■ Directions ■
Filter the rows below: which lines hold the word "panel"? Copy each such line in full.

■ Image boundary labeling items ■

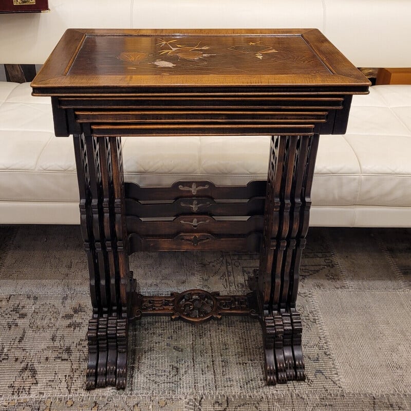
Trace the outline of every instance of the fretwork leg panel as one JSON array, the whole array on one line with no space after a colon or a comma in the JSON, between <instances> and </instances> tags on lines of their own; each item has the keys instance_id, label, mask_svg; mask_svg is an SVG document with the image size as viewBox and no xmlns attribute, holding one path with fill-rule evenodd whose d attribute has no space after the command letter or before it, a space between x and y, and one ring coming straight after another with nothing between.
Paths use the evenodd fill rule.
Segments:
<instances>
[{"instance_id":1,"label":"fretwork leg panel","mask_svg":"<svg viewBox=\"0 0 411 411\"><path fill-rule=\"evenodd\" d=\"M305 378L295 302L319 137L271 138L257 282L268 384Z\"/></svg>"},{"instance_id":2,"label":"fretwork leg panel","mask_svg":"<svg viewBox=\"0 0 411 411\"><path fill-rule=\"evenodd\" d=\"M86 388L126 385L131 275L119 137L74 135L82 233L93 314Z\"/></svg>"}]
</instances>

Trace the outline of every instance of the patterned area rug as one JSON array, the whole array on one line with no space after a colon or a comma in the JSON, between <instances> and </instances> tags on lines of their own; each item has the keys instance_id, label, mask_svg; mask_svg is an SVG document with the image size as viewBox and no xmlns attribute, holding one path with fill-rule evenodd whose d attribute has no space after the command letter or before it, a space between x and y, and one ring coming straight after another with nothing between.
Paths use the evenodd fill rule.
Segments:
<instances>
[{"instance_id":1,"label":"patterned area rug","mask_svg":"<svg viewBox=\"0 0 411 411\"><path fill-rule=\"evenodd\" d=\"M79 227L0 227L0 410L411 409L411 230L311 228L307 242L305 382L265 385L258 321L145 317L132 326L127 389L88 392ZM131 265L143 293L243 293L258 257L141 253Z\"/></svg>"}]
</instances>

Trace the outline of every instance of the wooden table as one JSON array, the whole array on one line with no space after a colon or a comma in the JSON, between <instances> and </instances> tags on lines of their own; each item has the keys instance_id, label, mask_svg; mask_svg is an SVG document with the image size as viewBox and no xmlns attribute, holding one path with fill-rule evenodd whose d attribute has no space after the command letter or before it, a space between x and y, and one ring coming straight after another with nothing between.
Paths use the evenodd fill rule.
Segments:
<instances>
[{"instance_id":1,"label":"wooden table","mask_svg":"<svg viewBox=\"0 0 411 411\"><path fill-rule=\"evenodd\" d=\"M305 379L295 302L319 136L345 132L352 95L369 84L317 30L66 32L32 86L51 96L56 135L73 136L92 305L87 388L125 388L129 323L149 315L254 316L267 383ZM252 135L271 136L266 181L123 181L120 136ZM130 253L193 250L260 252L252 291L136 291Z\"/></svg>"}]
</instances>

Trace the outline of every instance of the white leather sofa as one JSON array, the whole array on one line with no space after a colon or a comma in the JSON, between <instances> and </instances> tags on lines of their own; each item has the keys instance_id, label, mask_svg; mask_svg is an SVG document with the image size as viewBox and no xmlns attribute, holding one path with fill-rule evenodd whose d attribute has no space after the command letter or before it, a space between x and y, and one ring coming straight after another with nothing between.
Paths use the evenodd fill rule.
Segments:
<instances>
[{"instance_id":1,"label":"white leather sofa","mask_svg":"<svg viewBox=\"0 0 411 411\"><path fill-rule=\"evenodd\" d=\"M49 13L0 15L0 63L43 63L70 27L314 27L358 67L411 66L411 4L373 3L50 0ZM49 99L32 97L28 83L0 82L0 223L79 223L72 141L53 130ZM266 136L128 138L125 177L145 186L193 176L242 185L265 178L268 144ZM410 154L411 86L354 96L347 134L320 139L311 225L411 227Z\"/></svg>"}]
</instances>

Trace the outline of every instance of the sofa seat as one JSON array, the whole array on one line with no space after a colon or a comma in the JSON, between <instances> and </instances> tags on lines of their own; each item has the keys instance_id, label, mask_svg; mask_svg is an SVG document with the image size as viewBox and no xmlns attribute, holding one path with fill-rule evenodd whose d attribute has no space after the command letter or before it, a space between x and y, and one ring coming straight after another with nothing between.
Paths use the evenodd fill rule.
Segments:
<instances>
[{"instance_id":1,"label":"sofa seat","mask_svg":"<svg viewBox=\"0 0 411 411\"><path fill-rule=\"evenodd\" d=\"M54 136L49 98L0 82L0 223L79 222L72 139ZM123 139L125 179L243 185L265 179L267 136ZM347 134L320 139L311 225L411 227L411 86L353 98Z\"/></svg>"}]
</instances>

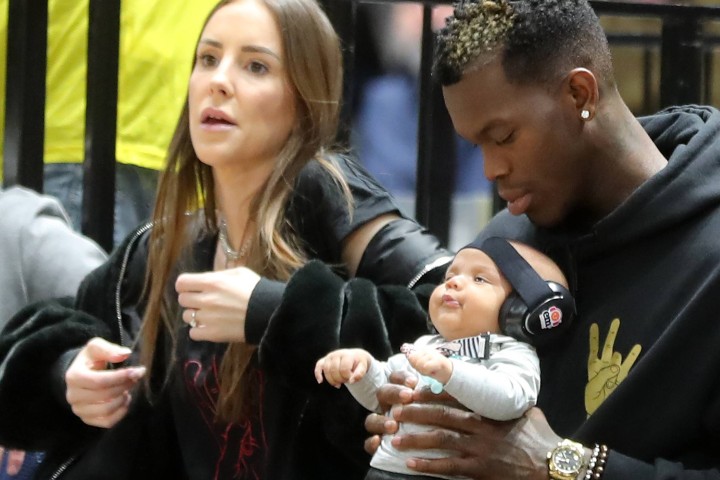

■ Full solution ■
Trace the outline of every instance of the fretwork leg panel as one JSON array, the whole array on one line with no space after a colon or a comma in the JSON, between <instances> and </instances> tags on lines of their own; each item has the keys instance_id, label, mask_svg; mask_svg is an SVG document with the image size as viewBox and no xmlns attribute, holding one path with fill-rule evenodd whose d attribute has no space after the command letter or before it, a space between x and y, and one ring coming straight after another with nothing between.
[{"instance_id":1,"label":"fretwork leg panel","mask_svg":"<svg viewBox=\"0 0 411 411\"><path fill-rule=\"evenodd\" d=\"M305 378L295 302L319 137L271 138L257 282L268 384Z\"/></svg>"},{"instance_id":2,"label":"fretwork leg panel","mask_svg":"<svg viewBox=\"0 0 411 411\"><path fill-rule=\"evenodd\" d=\"M86 388L126 385L131 275L119 137L74 135L82 233L93 314Z\"/></svg>"}]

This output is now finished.